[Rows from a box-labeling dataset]
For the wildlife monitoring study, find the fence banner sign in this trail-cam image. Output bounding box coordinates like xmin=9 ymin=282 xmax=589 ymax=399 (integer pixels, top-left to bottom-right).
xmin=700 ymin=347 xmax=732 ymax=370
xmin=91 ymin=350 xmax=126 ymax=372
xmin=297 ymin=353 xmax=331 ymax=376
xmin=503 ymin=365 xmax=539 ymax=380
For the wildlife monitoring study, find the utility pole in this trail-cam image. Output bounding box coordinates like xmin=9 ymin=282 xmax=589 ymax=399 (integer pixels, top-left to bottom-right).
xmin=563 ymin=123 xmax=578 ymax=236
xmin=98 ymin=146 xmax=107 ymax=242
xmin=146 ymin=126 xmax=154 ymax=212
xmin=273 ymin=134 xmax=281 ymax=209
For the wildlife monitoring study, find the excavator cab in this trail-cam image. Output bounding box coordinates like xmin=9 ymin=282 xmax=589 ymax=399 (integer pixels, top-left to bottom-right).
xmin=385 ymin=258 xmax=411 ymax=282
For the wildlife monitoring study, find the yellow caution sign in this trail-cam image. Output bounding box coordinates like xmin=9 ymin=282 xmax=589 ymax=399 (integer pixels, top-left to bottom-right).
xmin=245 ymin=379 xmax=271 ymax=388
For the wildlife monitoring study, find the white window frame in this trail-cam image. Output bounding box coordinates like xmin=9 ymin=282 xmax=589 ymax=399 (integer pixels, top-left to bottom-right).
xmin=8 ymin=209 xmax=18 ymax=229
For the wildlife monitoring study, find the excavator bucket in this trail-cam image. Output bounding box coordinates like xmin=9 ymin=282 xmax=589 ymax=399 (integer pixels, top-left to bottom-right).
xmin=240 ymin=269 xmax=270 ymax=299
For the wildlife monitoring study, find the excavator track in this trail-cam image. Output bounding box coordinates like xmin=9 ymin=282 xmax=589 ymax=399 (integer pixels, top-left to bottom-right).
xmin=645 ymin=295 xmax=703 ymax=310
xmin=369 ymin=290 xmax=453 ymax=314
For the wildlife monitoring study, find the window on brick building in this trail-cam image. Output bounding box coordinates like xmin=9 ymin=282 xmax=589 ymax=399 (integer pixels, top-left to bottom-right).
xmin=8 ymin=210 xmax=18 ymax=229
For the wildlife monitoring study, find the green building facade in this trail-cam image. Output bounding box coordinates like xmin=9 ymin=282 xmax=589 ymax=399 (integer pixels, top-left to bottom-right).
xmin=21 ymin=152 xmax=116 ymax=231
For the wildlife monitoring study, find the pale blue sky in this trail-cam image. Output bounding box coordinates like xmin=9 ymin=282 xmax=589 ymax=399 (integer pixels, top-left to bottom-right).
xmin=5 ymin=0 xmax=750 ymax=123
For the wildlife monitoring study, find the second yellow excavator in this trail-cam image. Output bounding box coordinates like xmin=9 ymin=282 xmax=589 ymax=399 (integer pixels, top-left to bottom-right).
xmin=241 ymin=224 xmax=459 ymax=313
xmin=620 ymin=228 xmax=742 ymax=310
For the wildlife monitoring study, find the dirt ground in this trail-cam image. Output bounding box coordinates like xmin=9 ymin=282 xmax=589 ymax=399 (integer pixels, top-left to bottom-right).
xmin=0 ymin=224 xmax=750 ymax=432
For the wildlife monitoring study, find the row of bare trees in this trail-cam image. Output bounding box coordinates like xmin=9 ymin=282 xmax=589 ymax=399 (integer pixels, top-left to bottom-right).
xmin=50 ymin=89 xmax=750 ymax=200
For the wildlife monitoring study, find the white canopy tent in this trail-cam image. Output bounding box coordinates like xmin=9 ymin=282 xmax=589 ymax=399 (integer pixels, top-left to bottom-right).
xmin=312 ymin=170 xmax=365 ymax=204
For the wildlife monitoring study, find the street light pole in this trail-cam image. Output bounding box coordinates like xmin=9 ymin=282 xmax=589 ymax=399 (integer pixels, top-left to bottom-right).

- Exercise:
Can you extract, word for word, every line of the records above, from the line containing "For the wildlife monitoring study, find the excavator bucket" down to the line containing "xmin=50 ymin=89 xmax=750 ymax=200", with both of those lines included?

- Full answer:
For the wildlife monitoring study, find the excavator bucket in this trail-cam image. Output bounding box coordinates like xmin=9 ymin=282 xmax=589 ymax=399 (integer pixels, top-left to bottom-right).
xmin=240 ymin=269 xmax=270 ymax=299
For the wildlife monitoring study, find the excavator track in this trail-cam image. Output bounding box coordinates like xmin=9 ymin=282 xmax=589 ymax=399 (integer pixels, top-left to bottom-right).
xmin=645 ymin=295 xmax=703 ymax=310
xmin=369 ymin=290 xmax=453 ymax=314
For the wildlife monitoring study, find the window on brick building in this trail-cam image. Output bounding box coordinates like xmin=9 ymin=282 xmax=589 ymax=399 (integer pixels, top-left to bottom-right).
xmin=8 ymin=210 xmax=18 ymax=229
For the wildlife monitoring study, find the green building facade in this trail-cam image. Output bounding box coordinates like xmin=9 ymin=282 xmax=589 ymax=399 (integer pixels, top-left to bottom-right).
xmin=21 ymin=152 xmax=116 ymax=231
For the wildlife monitoring study, find the pale blue sky in this trail-cam image. Output bounding box coordinates like xmin=9 ymin=282 xmax=589 ymax=399 (integer pixels, top-left to bottom-right).
xmin=5 ymin=0 xmax=750 ymax=123
For the wildlife monitoring study, find the second yellow excavator in this trail-cam image. Output bounding box coordinates like xmin=9 ymin=282 xmax=589 ymax=399 (integer pixels, top-left to bottom-right).
xmin=241 ymin=224 xmax=459 ymax=313
xmin=620 ymin=228 xmax=742 ymax=310
For the wildlife monitoring study, find the dirt ground in this trail-cam image. Output bounding box coordinates like xmin=9 ymin=282 xmax=589 ymax=399 (integer pixels, top-left to bottom-right).
xmin=0 ymin=224 xmax=750 ymax=432
For the wildlife monitoring study, find the row of bare trees in this trail-cam image. Output bounding box coordinates like xmin=9 ymin=282 xmax=589 ymax=399 (integer pixels, top-left to bottom-right).
xmin=50 ymin=89 xmax=750 ymax=200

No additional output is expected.